TASK TO COMPLETE: Convert the data below, from the line containing "of the worker" through the final line of the data, into a JSON list of strings with one string per line, omitting blank lines.

DATA FOR THE TASK:
+===+

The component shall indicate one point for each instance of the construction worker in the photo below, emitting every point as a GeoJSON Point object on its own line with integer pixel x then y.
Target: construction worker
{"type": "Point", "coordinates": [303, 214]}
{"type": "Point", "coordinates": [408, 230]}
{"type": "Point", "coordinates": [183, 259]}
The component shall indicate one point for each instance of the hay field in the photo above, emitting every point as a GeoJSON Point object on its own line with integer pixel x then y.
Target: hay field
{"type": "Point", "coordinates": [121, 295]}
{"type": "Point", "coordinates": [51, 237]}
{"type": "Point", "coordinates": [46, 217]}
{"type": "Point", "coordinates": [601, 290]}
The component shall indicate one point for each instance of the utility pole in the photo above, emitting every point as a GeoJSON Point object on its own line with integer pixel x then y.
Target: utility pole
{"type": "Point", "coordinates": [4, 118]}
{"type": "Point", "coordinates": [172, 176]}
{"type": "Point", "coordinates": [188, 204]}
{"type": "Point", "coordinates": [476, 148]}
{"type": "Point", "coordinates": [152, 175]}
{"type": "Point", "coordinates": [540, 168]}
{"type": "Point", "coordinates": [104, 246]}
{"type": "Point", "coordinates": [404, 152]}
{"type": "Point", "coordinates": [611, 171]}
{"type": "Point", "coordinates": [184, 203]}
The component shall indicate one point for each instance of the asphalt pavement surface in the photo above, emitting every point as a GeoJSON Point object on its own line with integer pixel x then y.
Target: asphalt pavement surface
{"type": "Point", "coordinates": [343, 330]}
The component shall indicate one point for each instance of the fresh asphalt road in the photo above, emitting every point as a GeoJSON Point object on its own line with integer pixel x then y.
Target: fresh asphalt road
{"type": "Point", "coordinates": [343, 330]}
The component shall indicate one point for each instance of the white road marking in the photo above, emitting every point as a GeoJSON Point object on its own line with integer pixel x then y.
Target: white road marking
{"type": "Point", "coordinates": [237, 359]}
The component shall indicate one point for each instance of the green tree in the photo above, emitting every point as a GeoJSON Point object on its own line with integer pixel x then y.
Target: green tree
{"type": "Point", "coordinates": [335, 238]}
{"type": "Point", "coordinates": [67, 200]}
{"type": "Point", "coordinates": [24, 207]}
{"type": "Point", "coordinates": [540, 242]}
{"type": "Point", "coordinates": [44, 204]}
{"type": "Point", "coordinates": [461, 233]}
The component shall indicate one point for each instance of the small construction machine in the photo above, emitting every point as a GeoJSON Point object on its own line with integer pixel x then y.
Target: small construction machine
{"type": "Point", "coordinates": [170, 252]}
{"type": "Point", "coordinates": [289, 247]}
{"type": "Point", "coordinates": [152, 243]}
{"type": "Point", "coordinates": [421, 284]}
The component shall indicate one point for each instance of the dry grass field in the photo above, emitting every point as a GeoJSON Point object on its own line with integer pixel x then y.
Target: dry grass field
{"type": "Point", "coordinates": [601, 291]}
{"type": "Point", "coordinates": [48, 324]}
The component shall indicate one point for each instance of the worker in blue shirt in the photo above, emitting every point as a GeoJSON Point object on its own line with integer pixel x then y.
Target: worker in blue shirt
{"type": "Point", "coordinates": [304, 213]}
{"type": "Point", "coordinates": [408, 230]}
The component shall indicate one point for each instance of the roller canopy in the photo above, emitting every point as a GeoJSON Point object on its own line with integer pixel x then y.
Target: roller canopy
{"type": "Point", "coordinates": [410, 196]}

+===+

RIGHT ANSWER:
[
  "The component shall indicate one point for each instance of the worker in blue shirt in the photo above, emitting every point as a GeoJSON Point object on its own line with integer pixel x then y.",
  "Target: worker in blue shirt",
  "{\"type\": \"Point\", \"coordinates\": [304, 213]}",
  "{\"type\": \"Point\", \"coordinates\": [408, 230]}",
  "The component shall indicate one point for each instance of the roller canopy in the photo above, emitting every point as a GeoJSON Point object on its own line with integer pixel x then y.",
  "Target: roller canopy",
  "{\"type\": \"Point\", \"coordinates\": [410, 196]}"
]